WHAT IS REQUIRED. Retype the data exactly, so that every line matches the original.

*** Block opens ***

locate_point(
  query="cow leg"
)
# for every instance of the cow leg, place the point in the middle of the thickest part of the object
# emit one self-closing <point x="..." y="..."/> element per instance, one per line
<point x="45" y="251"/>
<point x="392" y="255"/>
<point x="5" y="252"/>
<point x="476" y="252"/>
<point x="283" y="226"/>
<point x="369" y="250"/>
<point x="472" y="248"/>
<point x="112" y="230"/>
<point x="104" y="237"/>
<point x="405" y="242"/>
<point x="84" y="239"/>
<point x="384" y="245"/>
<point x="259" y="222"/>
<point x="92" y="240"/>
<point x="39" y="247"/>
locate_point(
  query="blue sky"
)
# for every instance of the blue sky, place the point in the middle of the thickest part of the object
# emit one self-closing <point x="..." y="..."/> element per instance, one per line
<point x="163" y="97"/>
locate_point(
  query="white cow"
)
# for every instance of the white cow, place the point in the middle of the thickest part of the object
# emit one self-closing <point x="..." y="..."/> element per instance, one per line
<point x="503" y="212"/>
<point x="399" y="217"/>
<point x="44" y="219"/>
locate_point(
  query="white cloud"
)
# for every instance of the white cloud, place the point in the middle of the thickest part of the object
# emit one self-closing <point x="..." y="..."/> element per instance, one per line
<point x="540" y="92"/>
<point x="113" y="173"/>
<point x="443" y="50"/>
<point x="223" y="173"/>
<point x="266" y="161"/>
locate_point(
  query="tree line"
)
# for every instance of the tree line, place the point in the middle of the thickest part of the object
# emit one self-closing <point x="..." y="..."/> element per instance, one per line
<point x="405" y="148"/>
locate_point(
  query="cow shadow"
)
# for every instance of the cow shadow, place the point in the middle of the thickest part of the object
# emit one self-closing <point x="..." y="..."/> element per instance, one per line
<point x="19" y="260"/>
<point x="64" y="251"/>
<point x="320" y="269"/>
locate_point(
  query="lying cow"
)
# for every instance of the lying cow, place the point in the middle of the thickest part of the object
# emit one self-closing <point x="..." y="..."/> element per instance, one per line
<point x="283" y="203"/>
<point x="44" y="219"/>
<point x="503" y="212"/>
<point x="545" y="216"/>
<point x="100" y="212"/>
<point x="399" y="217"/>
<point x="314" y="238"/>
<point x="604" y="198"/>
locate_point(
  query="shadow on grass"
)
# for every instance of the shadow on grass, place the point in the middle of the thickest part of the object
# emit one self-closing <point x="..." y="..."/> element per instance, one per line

*** Block closes ***

SOLUTION TO THIS TASK.
locate_point(
  query="cow leg"
)
# for every instance of the cow leg, place the point in the middle of the thickest part of the object
# emit one self-closing <point x="..." y="..."/> element per instance, one per line
<point x="45" y="251"/>
<point x="392" y="255"/>
<point x="5" y="252"/>
<point x="476" y="252"/>
<point x="283" y="226"/>
<point x="369" y="250"/>
<point x="472" y="248"/>
<point x="112" y="230"/>
<point x="104" y="237"/>
<point x="405" y="242"/>
<point x="84" y="239"/>
<point x="384" y="245"/>
<point x="259" y="222"/>
<point x="92" y="240"/>
<point x="39" y="247"/>
locate_point(
  query="blue sky"
)
# for every instance of the blue sky, place the point in the middle of the thickest part of the object
# emit one self-closing <point x="..." y="..."/> element per instance, one per line
<point x="163" y="97"/>
locate_point(
  query="white cow"
)
# for every instance of the white cow, place the point in the middle of the thickest part of the object
# emit one self-closing <point x="..." y="..."/> element per instance, one per line
<point x="503" y="212"/>
<point x="399" y="217"/>
<point x="44" y="219"/>
locate_point(
  query="white cloud"
)
# for every instance of the white cloud, place the point in the middle of the thickest part of the object
# emit one self-closing <point x="..." y="..."/> element per instance, one per line
<point x="540" y="92"/>
<point x="113" y="173"/>
<point x="443" y="50"/>
<point x="223" y="173"/>
<point x="266" y="161"/>
locate_point(
  query="tree line"
)
# for every instance of the tree line, place the point in the middle of the thickest part of the object
# emit one self-closing <point x="..." y="..."/> element per instance, one per line
<point x="405" y="148"/>
locate_point(
  query="cow shadow"
)
# for every instance of the cow shadow, place the point in the middle of the thickest part of the object
# emit one self-closing <point x="..." y="..."/> element per instance, one per line
<point x="19" y="260"/>
<point x="64" y="251"/>
<point x="320" y="269"/>
locate_point(
  query="lying cow"
)
# for every instance of the lying cow, place the point in the middle of the thickest part of the object
# emit one self-closing <point x="..." y="..."/> element per instance, one per line
<point x="283" y="203"/>
<point x="44" y="219"/>
<point x="503" y="212"/>
<point x="545" y="216"/>
<point x="100" y="212"/>
<point x="399" y="217"/>
<point x="314" y="238"/>
<point x="604" y="198"/>
locate_point(
  query="shadow on grass"
)
# for every instance of the shadow on grass, place the point in the middle of the thickest part of the object
# emit one self-closing <point x="..." y="..."/> element per instance, one per line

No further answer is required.